### [Text passage]
::::

Why do we use group-sequential designs?

Author

Kaspar Rufibach

Published

April 2, 2023

Purpose of this document

This R markdown file accompanies this linkedin article and provides the code to reproduce all computations. It heavily borrows from code within the rpact project. Find the code on github.

A much more comprehensive description is available in this rpact vignette.

Setup

# --------------------------------------------------------------
# packages
# --------------------------------------------------------------
packs <- c("rpact", "reporttools")    
for (i in 1:length(packs)){library(packs[i], character.only = TRUE)}

Lade nötiges Paket: xtable

Code

# --------------------------------------------------------------
# trial basics
# --------------------------------------------------------------
alpha <- 0.05
beta <- 0.2

# effect size and medians
m1 <- 60
hr <- 0.75
m2 <- m1 / hr

# required events for single-stage design, i.e. without interim
nevent <- getSampleSizeSurvival(hazardRatio = hr, sided = 2, alpha = alpha, beta = beta)
nevent <- ceiling(nevent$maxNumberOfEvents)

So for a single stage design we need 380 events in any case, i.e. even if the effect is much smaller or larger than what we assume for powering (hazard ratio = 0.75).

# information fractions after which to perform interim looks
info <- c(0.3, 0.66, 1)

Now generate a design where you add a futility interim after 30% of events and an interim for efficacy after 66% of events. At the futility interim, the trial will be stopped if the hazard ratio is below 1 and for effiacy we use an O’Brian-Fleming type \(\alpha\)-spending function (or rather the Lan-DeMets approximation to it).

# OBF design without initial interim at 30% (to get cumulative alpha-spending function for these visits)

::::

### [Data in this exercise]
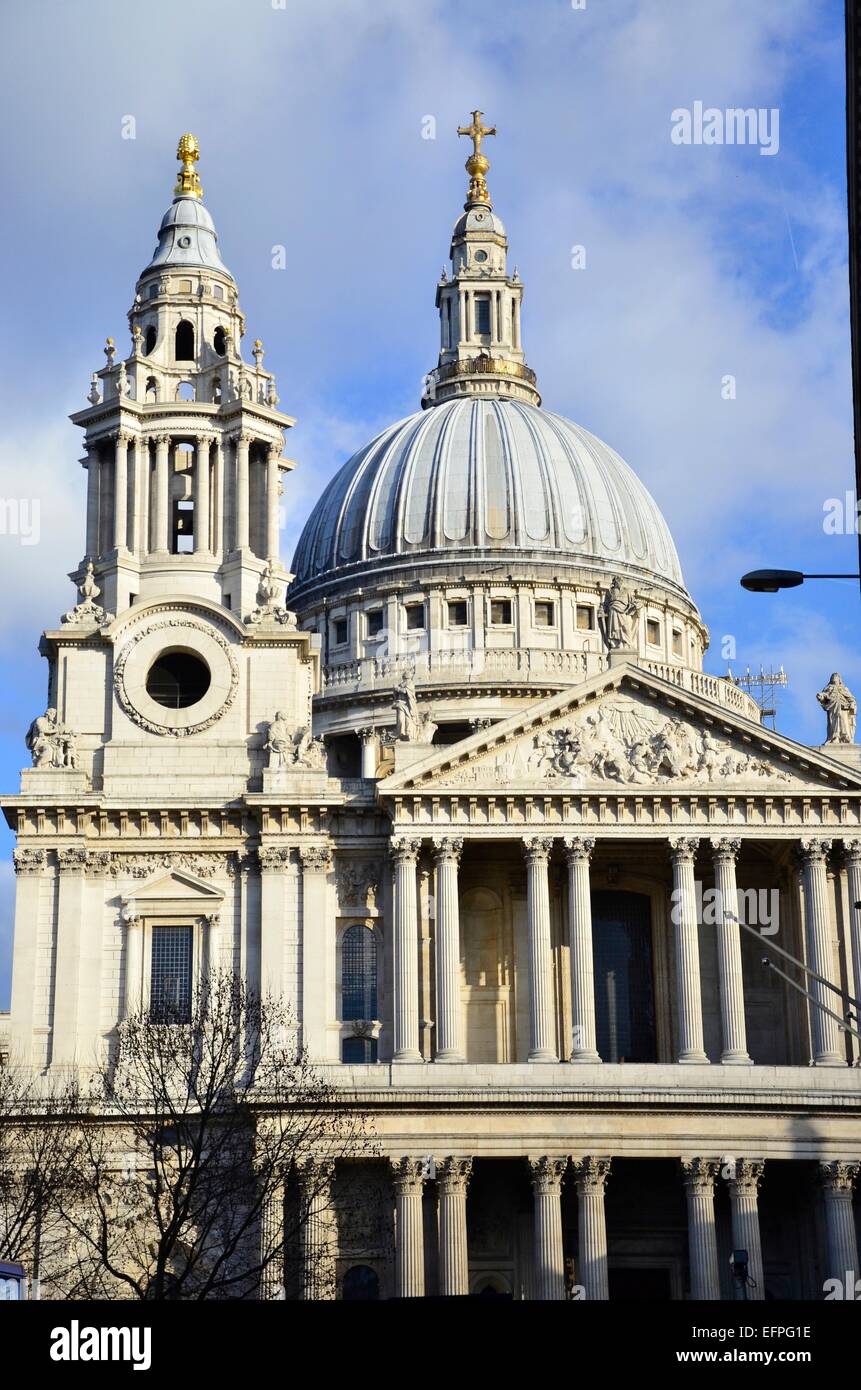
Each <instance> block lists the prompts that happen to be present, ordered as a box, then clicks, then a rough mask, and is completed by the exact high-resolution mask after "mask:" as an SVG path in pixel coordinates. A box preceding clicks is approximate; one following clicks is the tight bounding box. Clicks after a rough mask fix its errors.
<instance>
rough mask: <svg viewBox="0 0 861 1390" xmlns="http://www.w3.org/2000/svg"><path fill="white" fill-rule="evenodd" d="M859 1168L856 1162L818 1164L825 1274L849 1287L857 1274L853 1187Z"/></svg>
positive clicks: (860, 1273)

::::

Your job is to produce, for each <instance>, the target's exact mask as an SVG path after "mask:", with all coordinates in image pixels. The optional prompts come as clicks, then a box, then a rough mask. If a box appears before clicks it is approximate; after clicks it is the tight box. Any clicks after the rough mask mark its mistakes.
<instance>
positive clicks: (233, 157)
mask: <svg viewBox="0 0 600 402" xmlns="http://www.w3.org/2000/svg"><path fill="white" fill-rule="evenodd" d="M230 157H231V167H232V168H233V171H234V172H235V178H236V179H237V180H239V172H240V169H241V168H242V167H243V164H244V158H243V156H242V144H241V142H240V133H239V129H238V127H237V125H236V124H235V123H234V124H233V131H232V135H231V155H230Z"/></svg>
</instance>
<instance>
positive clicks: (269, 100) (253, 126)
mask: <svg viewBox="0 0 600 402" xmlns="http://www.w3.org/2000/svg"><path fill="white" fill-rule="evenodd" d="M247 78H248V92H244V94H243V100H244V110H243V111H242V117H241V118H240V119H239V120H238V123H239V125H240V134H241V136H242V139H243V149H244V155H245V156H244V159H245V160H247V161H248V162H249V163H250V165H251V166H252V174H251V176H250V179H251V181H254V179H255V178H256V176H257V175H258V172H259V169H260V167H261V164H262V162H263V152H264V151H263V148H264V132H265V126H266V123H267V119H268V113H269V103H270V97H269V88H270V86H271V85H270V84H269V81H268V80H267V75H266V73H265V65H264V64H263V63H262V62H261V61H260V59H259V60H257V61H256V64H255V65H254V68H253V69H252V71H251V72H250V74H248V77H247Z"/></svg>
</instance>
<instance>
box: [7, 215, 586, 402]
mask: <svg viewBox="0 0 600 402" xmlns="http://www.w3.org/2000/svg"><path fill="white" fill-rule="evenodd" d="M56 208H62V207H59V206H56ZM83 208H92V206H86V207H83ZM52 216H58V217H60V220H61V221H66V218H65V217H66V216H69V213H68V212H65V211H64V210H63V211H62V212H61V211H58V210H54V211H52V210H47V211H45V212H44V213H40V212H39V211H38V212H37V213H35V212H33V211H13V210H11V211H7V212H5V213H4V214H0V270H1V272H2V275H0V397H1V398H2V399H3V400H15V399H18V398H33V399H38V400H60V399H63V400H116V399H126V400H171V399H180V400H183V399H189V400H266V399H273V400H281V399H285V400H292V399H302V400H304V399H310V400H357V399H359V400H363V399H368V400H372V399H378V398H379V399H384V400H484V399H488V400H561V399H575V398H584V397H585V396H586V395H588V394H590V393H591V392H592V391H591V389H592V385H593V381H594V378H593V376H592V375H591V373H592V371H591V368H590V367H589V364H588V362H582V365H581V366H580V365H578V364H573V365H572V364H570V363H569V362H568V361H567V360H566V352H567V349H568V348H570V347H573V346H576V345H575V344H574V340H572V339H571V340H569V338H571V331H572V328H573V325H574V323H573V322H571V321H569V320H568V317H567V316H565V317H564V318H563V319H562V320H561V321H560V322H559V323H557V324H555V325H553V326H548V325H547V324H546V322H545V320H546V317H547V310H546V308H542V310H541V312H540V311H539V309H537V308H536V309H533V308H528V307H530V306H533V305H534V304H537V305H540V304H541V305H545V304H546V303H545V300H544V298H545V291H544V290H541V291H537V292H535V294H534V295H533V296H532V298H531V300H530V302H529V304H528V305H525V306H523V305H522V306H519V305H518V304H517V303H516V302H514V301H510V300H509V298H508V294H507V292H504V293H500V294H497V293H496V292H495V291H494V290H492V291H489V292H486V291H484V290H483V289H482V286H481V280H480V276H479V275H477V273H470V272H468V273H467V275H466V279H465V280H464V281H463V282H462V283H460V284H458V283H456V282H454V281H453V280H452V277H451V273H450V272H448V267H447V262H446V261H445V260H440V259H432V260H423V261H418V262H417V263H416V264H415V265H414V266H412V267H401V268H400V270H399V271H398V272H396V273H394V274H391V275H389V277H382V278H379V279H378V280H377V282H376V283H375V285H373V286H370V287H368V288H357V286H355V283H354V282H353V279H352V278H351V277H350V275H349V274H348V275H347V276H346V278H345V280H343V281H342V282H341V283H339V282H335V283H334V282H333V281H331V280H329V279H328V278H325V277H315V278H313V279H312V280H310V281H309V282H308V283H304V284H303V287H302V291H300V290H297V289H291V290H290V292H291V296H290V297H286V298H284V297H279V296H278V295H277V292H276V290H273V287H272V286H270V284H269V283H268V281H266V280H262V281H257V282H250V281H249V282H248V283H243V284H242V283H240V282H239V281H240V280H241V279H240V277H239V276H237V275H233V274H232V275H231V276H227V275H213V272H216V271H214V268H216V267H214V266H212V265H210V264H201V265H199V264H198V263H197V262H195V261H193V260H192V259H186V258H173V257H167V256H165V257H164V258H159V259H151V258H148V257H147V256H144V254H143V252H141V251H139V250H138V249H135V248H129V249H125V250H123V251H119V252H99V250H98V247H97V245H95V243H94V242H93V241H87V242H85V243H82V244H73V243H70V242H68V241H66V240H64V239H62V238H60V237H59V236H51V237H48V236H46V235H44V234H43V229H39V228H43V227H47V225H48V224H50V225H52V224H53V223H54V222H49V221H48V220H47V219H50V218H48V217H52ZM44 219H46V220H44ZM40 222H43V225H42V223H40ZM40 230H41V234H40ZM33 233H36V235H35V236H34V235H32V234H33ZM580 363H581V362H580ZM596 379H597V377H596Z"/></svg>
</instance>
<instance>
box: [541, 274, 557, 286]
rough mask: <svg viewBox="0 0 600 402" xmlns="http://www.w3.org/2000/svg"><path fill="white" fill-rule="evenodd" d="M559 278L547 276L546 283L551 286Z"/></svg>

::::

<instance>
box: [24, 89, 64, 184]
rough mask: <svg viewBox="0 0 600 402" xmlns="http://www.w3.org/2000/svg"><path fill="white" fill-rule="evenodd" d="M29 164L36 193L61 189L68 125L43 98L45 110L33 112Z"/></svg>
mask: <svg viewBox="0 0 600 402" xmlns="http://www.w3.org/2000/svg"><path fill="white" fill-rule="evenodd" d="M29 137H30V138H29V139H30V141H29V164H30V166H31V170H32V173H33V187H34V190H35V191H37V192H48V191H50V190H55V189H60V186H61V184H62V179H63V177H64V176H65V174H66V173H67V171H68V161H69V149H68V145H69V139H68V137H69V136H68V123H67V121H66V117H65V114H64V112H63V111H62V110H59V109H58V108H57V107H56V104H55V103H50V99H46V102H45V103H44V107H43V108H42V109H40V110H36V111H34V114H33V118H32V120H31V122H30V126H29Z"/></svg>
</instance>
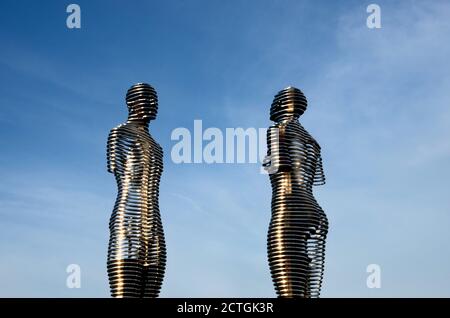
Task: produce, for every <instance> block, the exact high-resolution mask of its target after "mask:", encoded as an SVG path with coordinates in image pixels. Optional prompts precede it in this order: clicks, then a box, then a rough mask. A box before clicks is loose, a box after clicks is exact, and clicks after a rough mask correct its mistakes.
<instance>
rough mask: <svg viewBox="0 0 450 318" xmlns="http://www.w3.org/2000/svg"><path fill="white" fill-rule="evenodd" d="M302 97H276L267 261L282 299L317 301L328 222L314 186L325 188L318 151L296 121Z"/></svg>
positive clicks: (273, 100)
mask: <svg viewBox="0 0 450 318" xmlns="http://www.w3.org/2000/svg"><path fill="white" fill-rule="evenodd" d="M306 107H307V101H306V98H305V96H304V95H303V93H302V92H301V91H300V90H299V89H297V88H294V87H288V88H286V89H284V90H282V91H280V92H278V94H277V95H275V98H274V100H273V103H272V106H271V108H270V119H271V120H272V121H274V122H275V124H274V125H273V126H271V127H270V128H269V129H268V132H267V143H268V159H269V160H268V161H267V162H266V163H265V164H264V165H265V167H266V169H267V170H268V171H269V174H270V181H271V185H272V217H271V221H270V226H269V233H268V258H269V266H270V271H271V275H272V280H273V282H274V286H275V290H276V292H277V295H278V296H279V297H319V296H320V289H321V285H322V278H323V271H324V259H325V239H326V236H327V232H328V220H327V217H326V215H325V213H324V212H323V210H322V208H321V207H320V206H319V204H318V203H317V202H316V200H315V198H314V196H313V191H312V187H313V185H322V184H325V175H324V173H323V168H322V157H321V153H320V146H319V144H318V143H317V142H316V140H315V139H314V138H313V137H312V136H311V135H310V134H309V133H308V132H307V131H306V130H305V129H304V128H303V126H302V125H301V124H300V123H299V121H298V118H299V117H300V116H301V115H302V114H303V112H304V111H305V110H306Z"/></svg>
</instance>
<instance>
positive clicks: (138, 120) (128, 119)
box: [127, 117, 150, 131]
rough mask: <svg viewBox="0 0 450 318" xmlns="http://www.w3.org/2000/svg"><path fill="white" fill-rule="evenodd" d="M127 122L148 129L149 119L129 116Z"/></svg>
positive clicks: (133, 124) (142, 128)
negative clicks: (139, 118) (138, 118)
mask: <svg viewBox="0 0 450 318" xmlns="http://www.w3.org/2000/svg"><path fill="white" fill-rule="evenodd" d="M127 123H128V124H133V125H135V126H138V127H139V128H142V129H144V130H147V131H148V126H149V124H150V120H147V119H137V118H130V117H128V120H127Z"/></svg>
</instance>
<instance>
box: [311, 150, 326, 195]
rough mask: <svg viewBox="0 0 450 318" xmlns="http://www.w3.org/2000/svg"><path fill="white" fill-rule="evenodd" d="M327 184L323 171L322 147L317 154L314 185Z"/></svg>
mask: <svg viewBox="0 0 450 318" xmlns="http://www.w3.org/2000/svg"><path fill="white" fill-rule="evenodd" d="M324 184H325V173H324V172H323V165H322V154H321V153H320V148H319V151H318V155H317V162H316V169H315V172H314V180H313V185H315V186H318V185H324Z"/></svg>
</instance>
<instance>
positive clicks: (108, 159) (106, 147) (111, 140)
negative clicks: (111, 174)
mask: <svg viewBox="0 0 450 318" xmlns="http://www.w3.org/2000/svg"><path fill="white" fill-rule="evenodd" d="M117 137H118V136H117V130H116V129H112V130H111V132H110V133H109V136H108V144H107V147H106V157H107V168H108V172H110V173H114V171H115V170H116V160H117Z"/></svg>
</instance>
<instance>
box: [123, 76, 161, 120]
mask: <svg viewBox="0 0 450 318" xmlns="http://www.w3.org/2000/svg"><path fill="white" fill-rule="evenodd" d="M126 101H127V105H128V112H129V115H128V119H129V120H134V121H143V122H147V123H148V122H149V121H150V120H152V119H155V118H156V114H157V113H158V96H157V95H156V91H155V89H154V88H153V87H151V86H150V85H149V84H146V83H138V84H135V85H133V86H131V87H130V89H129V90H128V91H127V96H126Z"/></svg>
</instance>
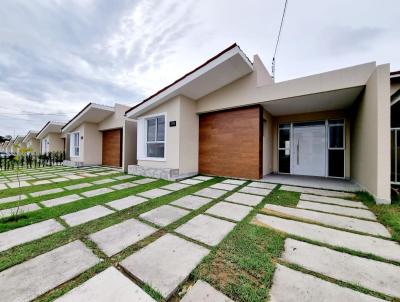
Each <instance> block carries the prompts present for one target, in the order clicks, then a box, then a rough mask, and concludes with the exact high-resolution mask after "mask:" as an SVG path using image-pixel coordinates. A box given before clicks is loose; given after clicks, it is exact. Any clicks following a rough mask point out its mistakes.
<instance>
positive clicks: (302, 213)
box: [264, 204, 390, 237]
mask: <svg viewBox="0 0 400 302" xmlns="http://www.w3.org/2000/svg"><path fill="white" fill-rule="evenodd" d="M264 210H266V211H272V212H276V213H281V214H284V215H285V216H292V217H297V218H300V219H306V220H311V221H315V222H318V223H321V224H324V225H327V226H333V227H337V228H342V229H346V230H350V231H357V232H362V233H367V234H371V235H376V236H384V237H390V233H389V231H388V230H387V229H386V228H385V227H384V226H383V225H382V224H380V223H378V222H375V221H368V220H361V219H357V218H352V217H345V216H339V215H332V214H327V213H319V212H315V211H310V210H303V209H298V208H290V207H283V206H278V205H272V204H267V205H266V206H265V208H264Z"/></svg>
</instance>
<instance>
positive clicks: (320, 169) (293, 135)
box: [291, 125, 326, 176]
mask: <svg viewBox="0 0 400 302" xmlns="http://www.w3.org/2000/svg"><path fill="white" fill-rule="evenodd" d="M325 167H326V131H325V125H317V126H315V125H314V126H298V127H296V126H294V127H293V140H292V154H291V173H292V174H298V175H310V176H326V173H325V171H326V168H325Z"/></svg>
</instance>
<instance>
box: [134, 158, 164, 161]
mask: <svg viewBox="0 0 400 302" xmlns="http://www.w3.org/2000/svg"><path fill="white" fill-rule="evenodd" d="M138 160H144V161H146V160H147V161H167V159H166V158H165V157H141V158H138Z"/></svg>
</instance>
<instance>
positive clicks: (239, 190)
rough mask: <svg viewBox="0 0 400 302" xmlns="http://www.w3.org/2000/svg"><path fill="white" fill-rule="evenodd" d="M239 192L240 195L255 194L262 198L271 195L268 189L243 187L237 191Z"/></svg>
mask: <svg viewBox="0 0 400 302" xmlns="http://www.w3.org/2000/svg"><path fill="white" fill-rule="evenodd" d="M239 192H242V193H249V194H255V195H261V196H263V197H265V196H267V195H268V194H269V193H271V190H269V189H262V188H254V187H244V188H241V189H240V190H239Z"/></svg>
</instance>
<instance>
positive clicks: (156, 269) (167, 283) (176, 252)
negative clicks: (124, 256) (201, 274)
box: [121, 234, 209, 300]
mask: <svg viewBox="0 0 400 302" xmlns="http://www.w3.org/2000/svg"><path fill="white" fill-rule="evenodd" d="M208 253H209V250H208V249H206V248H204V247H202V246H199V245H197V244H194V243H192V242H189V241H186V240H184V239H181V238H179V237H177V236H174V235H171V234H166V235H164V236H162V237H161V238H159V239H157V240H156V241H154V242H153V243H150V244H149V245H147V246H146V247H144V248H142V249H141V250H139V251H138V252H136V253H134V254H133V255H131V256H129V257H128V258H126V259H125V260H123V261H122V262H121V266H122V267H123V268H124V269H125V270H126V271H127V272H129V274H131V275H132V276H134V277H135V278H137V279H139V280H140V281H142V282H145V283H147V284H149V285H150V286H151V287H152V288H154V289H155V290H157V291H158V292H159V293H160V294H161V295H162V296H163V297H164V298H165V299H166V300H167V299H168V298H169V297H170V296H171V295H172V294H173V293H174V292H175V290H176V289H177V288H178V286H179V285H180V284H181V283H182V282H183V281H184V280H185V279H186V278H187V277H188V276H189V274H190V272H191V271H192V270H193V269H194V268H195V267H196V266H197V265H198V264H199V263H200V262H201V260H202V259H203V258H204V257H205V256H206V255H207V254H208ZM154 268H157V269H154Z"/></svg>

::::

### [Task set]
a - Answer these questions about the page on group-sequential designs:
(i) Who is named as the author?
(ii) What hazard ratio is assumed for powering?
(iii) After what share of events is the futility interim added?
b - In the records, print the lines from the line with "Each <instance> block lists" to the line with "positive clicks: (860, 1273)", both included.
The page on group-sequential designs and the records have no connection to each other.

### [Solved problems]
a -
(i) Kaspar Rufibach
(ii) 0.75
(iii) 30%

b -
Each <instance> block lists the prompts that happen to be present, ordered as a box, then clicks, then a rough mask, and is completed by the exact high-resolution mask after "mask:" as an SVG path in pixel coordinates. A box preceding clicks is approximate; one following clicks is the tight bounding box. Clicks after a rough mask fix its errors.
<instance>
rough mask: <svg viewBox="0 0 861 1390" xmlns="http://www.w3.org/2000/svg"><path fill="white" fill-rule="evenodd" d="M859 1168L856 1162L818 1164L825 1274L849 1287L857 1274L853 1187Z"/></svg>
positive clicks: (860, 1273)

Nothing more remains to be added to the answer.